TASK BRIEF: From the entries below, pull out each line where "player" appears.

DATA SECTION:

--------------------------------------------------

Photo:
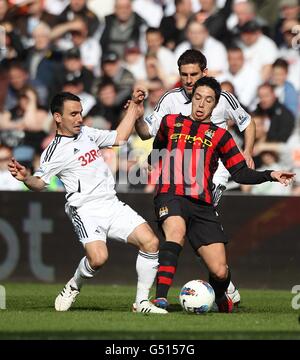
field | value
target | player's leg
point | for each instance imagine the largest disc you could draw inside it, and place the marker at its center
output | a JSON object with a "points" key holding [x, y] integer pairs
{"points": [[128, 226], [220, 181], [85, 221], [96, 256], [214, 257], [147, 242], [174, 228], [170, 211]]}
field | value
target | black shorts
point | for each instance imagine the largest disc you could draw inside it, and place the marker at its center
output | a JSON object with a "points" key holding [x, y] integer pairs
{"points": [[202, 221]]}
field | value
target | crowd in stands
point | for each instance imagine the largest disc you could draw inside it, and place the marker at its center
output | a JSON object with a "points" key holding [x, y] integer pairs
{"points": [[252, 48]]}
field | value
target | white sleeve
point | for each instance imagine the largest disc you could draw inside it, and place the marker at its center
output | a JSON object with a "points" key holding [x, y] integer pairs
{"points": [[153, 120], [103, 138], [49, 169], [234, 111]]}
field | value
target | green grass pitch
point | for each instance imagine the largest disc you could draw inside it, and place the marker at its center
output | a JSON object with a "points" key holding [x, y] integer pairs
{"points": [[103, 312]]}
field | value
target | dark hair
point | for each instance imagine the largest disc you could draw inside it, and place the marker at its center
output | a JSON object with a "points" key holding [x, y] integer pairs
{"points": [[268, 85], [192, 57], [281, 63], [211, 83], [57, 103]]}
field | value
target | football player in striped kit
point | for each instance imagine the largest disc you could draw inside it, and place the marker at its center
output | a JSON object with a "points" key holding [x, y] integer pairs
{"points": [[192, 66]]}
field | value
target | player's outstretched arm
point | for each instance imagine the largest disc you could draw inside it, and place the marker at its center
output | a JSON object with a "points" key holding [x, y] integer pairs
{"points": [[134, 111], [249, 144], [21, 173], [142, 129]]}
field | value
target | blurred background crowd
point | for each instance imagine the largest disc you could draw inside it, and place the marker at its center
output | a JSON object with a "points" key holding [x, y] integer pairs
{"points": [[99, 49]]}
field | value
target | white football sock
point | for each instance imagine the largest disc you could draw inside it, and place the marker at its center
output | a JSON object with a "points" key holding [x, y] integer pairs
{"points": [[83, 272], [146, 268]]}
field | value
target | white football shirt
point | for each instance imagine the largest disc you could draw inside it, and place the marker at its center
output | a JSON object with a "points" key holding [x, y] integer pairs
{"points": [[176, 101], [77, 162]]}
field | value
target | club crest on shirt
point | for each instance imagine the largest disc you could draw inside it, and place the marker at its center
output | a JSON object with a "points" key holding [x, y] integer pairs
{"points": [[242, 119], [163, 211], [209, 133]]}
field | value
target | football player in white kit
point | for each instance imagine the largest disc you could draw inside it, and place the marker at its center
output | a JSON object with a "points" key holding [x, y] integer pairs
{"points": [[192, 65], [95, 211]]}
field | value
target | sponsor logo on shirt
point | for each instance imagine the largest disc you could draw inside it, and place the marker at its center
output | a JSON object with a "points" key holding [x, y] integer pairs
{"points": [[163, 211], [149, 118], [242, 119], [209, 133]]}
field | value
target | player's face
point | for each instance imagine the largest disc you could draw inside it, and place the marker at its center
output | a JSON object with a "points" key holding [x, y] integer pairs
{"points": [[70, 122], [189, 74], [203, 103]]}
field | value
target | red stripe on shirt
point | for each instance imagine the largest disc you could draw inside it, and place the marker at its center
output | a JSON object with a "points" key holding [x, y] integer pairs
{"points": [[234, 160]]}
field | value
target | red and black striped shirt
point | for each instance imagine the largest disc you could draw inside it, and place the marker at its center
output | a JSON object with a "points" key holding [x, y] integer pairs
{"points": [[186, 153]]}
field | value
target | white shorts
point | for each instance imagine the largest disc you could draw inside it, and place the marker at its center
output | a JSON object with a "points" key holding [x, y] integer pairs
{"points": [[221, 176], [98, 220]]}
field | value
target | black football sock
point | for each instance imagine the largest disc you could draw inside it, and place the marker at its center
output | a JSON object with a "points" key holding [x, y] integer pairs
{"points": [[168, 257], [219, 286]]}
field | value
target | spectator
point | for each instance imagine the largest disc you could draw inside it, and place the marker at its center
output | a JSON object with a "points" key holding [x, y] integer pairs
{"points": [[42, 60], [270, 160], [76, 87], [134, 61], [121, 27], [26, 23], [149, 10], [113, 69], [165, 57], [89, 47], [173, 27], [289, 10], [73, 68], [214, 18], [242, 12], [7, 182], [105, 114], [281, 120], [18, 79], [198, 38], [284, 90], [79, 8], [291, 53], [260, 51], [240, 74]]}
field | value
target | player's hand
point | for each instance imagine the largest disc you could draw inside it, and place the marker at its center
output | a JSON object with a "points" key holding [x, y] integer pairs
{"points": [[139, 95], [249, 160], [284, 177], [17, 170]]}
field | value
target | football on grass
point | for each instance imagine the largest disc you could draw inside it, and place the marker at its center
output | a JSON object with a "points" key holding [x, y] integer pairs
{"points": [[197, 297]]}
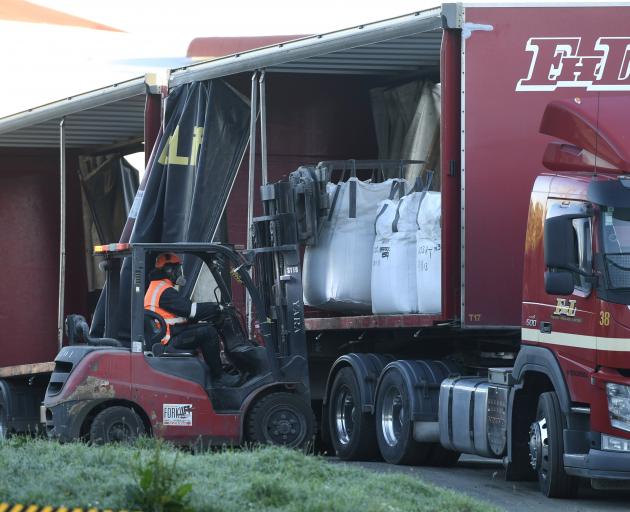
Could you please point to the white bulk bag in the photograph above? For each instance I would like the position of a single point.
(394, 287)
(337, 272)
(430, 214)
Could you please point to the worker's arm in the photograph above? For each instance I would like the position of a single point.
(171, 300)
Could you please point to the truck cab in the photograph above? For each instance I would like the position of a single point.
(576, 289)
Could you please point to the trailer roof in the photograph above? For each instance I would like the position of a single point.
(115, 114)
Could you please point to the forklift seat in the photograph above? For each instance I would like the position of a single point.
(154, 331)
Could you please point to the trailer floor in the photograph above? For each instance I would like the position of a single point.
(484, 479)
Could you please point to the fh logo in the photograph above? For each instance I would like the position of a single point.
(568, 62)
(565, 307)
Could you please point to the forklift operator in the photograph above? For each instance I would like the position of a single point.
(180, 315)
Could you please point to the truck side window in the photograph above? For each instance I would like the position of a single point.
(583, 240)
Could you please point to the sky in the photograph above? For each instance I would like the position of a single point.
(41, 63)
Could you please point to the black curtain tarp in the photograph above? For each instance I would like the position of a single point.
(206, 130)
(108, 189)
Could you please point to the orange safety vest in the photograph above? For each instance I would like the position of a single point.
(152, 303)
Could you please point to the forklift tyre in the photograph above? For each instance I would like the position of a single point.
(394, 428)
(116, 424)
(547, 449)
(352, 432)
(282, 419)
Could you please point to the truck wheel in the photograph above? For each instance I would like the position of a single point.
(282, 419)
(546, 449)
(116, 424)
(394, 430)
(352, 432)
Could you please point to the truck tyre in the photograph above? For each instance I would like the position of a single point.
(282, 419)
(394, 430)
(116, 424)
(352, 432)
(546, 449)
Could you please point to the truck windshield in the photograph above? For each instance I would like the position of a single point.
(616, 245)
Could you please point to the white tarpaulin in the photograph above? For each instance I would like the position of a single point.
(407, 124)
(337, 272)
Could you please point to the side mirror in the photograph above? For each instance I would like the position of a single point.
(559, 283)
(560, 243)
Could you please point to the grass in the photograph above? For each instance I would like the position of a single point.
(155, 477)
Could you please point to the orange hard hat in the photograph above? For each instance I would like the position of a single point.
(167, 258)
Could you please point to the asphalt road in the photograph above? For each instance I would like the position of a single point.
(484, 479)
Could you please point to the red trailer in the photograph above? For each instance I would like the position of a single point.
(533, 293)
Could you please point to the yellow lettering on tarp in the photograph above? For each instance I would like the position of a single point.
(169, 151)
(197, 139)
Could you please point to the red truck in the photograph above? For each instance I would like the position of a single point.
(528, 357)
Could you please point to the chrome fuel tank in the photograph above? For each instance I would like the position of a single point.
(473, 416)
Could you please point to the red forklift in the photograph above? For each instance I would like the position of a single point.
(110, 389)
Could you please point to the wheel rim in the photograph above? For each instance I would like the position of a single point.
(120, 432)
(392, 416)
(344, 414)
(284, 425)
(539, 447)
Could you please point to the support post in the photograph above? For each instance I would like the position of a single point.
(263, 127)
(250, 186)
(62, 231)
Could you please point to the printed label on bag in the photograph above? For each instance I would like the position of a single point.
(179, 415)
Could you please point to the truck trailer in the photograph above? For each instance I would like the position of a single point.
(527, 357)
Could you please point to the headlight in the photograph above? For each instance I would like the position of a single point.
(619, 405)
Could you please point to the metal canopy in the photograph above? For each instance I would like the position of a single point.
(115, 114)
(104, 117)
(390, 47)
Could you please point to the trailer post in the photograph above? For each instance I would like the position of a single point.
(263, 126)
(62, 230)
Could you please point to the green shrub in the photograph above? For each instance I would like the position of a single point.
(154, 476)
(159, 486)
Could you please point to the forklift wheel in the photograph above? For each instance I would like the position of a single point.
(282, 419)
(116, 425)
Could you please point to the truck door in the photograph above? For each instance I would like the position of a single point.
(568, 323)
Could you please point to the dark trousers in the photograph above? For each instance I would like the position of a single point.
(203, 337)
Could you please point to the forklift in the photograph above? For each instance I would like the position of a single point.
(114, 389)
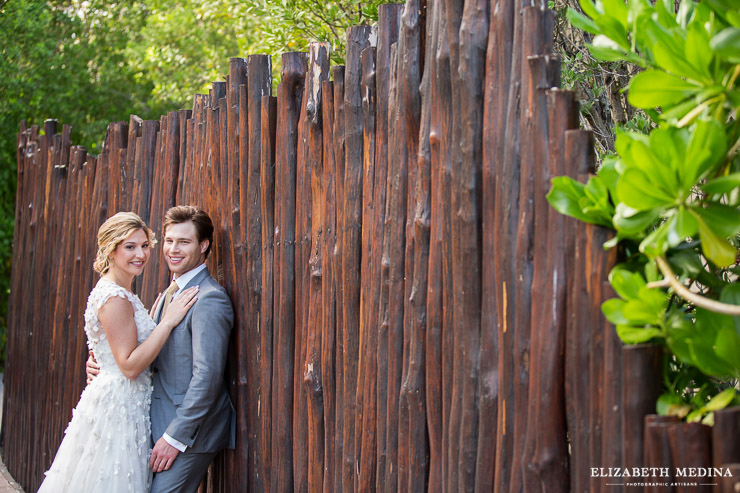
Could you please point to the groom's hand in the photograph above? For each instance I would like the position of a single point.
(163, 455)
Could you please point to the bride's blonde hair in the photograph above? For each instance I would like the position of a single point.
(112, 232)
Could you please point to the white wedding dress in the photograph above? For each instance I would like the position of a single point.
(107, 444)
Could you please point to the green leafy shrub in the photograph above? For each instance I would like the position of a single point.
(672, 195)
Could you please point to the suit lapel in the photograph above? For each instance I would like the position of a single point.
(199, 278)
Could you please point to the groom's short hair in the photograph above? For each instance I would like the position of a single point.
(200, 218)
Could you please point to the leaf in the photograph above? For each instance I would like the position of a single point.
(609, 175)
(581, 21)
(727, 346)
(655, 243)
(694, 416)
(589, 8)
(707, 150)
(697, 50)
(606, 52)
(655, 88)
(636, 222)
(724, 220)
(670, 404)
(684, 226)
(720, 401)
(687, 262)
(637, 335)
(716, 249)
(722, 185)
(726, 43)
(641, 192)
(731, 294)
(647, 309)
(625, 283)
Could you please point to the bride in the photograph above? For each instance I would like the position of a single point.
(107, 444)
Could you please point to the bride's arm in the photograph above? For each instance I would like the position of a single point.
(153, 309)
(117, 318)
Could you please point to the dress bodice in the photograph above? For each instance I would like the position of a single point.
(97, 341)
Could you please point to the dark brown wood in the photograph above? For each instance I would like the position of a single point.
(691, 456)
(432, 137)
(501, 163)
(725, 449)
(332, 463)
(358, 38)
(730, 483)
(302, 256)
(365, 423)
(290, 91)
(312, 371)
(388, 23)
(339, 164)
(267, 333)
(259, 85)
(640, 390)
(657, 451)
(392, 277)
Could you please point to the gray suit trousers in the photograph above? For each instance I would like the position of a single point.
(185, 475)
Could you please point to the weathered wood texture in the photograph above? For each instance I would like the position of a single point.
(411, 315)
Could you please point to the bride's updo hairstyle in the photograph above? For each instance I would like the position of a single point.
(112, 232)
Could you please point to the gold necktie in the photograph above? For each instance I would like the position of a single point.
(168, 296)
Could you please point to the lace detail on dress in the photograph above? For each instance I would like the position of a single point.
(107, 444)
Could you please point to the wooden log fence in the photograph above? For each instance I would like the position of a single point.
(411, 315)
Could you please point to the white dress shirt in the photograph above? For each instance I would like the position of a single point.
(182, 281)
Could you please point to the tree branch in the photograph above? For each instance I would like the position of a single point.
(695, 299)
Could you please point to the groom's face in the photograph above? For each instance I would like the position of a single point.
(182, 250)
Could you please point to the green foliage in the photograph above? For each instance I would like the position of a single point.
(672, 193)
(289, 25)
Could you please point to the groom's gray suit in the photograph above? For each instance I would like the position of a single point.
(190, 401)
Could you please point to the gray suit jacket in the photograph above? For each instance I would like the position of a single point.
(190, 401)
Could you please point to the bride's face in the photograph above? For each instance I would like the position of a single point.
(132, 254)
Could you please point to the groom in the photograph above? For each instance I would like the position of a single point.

--------------------------------------------------

YOUR SOLUTION:
target | player's leg
target | football player in striped kit
target | player's outstretched arm
target | football player in white kit
target | player's face
target | player's hand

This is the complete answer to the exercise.